_REQUIREMENT_. Rewrite the part of the records below that opens with the line containing "like [146, 8]." and closes at the end of the records, keeping the requests unchanged. Scale every point coordinate in the answers by 1.25, and round each to a whole number with halves rounded up.

>> BEGIN GIVEN DATA

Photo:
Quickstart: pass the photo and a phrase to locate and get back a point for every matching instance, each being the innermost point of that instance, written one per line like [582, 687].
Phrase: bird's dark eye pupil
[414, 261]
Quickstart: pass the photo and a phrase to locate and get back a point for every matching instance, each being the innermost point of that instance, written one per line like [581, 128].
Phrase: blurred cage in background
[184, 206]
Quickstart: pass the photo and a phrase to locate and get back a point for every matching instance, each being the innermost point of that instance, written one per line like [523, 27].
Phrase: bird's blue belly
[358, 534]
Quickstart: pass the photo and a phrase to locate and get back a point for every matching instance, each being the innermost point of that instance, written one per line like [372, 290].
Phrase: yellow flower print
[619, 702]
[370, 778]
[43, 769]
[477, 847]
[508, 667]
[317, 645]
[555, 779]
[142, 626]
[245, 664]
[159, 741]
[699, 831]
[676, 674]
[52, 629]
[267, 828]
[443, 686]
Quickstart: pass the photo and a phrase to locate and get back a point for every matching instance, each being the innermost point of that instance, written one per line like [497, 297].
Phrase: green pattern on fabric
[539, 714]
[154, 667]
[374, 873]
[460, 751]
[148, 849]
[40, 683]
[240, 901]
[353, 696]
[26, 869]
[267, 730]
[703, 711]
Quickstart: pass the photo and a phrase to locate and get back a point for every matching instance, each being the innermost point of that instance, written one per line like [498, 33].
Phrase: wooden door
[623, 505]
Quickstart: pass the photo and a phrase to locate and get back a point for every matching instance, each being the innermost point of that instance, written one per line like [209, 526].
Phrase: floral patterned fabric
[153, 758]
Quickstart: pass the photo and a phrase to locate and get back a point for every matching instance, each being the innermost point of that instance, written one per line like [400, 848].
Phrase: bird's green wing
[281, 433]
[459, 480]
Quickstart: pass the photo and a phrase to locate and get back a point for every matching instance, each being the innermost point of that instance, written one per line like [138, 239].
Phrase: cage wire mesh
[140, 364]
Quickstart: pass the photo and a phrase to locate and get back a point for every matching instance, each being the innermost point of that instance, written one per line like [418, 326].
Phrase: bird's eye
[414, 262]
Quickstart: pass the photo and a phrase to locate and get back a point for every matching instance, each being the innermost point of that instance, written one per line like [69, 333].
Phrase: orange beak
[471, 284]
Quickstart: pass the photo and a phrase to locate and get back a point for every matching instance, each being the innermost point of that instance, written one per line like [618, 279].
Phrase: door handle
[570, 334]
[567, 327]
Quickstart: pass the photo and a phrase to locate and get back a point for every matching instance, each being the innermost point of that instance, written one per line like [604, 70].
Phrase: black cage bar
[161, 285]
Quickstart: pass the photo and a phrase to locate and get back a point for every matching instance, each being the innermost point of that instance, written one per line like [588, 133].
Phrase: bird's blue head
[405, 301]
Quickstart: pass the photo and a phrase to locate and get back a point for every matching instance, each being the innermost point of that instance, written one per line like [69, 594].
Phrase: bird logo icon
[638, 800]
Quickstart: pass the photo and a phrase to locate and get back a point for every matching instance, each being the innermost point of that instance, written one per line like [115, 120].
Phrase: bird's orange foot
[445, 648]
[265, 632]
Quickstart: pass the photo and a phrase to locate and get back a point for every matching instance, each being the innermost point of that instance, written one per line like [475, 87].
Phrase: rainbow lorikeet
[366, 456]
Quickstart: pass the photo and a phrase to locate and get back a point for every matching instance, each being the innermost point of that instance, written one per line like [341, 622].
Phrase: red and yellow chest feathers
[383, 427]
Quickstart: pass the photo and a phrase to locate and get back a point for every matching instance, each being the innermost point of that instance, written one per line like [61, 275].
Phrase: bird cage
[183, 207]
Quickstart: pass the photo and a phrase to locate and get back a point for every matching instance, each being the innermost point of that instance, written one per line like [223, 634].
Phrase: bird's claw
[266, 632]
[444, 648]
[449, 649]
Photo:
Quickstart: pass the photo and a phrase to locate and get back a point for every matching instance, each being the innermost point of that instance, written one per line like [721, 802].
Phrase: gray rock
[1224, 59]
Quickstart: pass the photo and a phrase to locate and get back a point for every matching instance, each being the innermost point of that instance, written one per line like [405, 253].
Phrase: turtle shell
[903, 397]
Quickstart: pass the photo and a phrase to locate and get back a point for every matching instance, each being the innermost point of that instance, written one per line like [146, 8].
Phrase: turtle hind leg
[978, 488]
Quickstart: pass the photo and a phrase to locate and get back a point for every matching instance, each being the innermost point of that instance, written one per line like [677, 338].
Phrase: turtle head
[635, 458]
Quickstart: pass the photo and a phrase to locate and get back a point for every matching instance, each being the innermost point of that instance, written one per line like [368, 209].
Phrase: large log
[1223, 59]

>> END GIVEN DATA

_ANSWER TO THE PROBLEM_.
Quickstart: pass the photo and a phrase to locate and get back a point for every matching instance, each being the innermost point of that instance, written one per line like [146, 8].
Phrase: turtle hind leg
[1223, 610]
Quickstart: pass the photo and a phrase to locate and get back a point for every matching instance, each being the innermost point of that instance, written one per line like [677, 338].
Phrase: turtle head
[794, 573]
Quickstart: pass the photo and a phrase to locate and get back a point for every matching instance, each being the innermost point of that instance, written one per line like [368, 209].
Phrase: large log
[1529, 74]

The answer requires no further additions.